What is needed:
Which lines of the listing below contain the word "trailer"? Return them.

Extracted data:
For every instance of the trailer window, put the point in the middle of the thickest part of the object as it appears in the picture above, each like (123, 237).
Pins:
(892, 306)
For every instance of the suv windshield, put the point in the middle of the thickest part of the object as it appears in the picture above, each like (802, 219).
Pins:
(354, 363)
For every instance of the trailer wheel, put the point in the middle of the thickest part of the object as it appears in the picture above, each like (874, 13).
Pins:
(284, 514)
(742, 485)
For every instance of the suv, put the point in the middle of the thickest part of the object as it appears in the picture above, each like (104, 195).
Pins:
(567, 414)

==

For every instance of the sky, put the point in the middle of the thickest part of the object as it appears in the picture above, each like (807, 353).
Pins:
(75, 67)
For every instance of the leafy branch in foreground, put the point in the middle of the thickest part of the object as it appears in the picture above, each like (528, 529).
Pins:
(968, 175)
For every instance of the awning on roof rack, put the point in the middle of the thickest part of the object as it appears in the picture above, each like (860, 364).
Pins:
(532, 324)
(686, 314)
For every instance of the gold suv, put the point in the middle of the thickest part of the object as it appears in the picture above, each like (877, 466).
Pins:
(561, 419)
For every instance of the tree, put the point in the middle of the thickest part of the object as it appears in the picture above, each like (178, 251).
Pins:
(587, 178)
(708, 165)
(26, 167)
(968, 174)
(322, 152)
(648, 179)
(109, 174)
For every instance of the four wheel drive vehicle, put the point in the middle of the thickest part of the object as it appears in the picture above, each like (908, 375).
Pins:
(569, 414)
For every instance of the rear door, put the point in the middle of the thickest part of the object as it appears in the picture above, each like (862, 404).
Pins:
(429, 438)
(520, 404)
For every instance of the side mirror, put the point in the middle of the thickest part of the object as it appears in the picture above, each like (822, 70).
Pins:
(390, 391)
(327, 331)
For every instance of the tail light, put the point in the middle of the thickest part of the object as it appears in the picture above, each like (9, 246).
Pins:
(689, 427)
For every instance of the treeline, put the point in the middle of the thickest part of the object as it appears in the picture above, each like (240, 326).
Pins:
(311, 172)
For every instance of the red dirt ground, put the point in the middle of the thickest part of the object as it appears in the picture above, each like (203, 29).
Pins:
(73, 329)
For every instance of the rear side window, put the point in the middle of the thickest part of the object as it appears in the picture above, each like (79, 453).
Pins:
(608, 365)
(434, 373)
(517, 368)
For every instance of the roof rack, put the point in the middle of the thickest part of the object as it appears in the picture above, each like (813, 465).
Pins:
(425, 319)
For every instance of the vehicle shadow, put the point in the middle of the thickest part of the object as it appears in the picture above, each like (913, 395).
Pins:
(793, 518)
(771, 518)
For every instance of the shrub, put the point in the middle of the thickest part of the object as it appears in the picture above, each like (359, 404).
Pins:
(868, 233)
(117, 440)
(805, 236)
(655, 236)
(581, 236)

==

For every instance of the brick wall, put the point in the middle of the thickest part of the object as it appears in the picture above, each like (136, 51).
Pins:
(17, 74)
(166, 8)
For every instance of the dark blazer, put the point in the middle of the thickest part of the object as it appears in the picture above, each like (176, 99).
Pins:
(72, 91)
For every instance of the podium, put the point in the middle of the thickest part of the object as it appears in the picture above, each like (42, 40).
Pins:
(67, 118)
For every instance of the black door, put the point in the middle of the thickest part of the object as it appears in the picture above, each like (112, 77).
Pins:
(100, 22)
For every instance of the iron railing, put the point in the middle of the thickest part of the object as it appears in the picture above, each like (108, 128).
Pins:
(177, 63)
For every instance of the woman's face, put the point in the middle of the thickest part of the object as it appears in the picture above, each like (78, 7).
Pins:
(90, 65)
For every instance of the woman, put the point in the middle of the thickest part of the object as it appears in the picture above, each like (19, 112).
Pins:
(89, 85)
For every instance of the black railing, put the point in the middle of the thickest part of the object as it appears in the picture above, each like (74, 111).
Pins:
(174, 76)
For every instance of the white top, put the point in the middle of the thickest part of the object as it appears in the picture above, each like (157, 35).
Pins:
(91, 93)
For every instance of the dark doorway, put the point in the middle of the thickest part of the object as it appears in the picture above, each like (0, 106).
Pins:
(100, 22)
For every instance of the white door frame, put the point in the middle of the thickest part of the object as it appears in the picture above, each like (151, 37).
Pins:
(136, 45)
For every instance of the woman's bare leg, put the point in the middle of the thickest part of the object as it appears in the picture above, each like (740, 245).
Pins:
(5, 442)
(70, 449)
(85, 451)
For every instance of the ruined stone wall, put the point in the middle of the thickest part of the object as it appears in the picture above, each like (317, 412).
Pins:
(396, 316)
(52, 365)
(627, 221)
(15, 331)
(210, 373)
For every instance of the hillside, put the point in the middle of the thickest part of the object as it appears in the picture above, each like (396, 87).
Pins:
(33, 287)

Result of this task:
For every instance of the trailer window, put the point in the middle of the thickest part of the object as it appears in the picture above, each like (123, 237).
For every instance of the trailer wheel, put the point in the middle of the thickest part of the object as it appears in the picture above, each like (874, 13).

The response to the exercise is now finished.